TO DO: Copy out every line, beginning with the line that contains "Where within the image shown above has the stone" and running through the last line, and offset each coordinate in the answers by adding 71 to it.

SUPPLIED ENTRIES:
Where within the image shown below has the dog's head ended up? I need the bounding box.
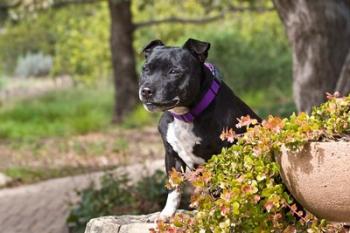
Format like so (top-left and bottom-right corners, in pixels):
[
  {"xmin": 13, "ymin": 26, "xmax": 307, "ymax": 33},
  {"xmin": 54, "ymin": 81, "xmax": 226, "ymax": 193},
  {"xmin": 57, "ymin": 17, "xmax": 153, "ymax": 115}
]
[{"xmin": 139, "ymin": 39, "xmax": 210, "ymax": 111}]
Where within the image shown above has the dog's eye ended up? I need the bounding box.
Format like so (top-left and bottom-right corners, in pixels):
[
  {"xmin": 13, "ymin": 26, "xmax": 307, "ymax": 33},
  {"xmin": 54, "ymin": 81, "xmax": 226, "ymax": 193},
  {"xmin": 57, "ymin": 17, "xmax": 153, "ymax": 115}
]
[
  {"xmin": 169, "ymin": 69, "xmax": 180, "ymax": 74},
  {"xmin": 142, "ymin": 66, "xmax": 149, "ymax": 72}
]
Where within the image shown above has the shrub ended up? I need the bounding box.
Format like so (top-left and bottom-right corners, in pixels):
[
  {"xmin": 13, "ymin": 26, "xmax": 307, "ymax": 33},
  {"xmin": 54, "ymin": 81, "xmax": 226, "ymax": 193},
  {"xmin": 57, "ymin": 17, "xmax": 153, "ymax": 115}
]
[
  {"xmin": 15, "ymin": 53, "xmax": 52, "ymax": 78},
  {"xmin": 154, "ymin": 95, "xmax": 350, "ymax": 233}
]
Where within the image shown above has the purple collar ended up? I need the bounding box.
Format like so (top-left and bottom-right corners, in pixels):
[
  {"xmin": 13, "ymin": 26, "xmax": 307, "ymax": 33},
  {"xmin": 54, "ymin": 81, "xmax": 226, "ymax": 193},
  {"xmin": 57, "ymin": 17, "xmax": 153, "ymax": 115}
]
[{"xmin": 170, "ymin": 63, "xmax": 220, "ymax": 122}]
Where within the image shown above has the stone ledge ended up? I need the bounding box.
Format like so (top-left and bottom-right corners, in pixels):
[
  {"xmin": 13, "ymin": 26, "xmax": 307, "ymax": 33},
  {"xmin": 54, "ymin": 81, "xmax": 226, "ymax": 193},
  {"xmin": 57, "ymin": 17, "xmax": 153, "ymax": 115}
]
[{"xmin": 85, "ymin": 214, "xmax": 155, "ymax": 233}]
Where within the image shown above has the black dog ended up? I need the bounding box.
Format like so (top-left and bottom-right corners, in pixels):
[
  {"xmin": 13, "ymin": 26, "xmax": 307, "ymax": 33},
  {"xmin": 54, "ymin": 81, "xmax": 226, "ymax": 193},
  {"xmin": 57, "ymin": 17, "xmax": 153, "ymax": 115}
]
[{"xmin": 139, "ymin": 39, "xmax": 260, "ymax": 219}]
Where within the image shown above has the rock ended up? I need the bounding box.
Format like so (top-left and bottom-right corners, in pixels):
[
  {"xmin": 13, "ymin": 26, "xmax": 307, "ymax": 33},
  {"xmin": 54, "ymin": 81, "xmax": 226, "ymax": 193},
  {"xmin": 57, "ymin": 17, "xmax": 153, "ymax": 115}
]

RESPONSE TO THIS TASK:
Where within the image shown above has the stone ledge ended up? I need the bounding box.
Format like so (top-left and bottom-right corners, in pixels):
[
  {"xmin": 13, "ymin": 26, "xmax": 307, "ymax": 33},
  {"xmin": 54, "ymin": 81, "xmax": 226, "ymax": 193},
  {"xmin": 57, "ymin": 17, "xmax": 153, "ymax": 115}
]
[{"xmin": 156, "ymin": 285, "xmax": 226, "ymax": 304}]
Where within the image shown above has the black dog ended up? I need the bounding box.
Format like so (top-left and bottom-right corners, in pixels):
[
  {"xmin": 13, "ymin": 26, "xmax": 307, "ymax": 33},
  {"xmin": 54, "ymin": 81, "xmax": 226, "ymax": 193},
  {"xmin": 57, "ymin": 17, "xmax": 153, "ymax": 115}
]
[{"xmin": 210, "ymin": 110, "xmax": 331, "ymax": 290}]
Where within the image shown above has the rock ended up? I need the bounding box.
Format like so (top-left and bottom-right corners, in pixels):
[
  {"xmin": 13, "ymin": 26, "xmax": 307, "ymax": 33},
  {"xmin": 54, "ymin": 81, "xmax": 226, "ymax": 193},
  {"xmin": 57, "ymin": 17, "xmax": 153, "ymax": 115}
]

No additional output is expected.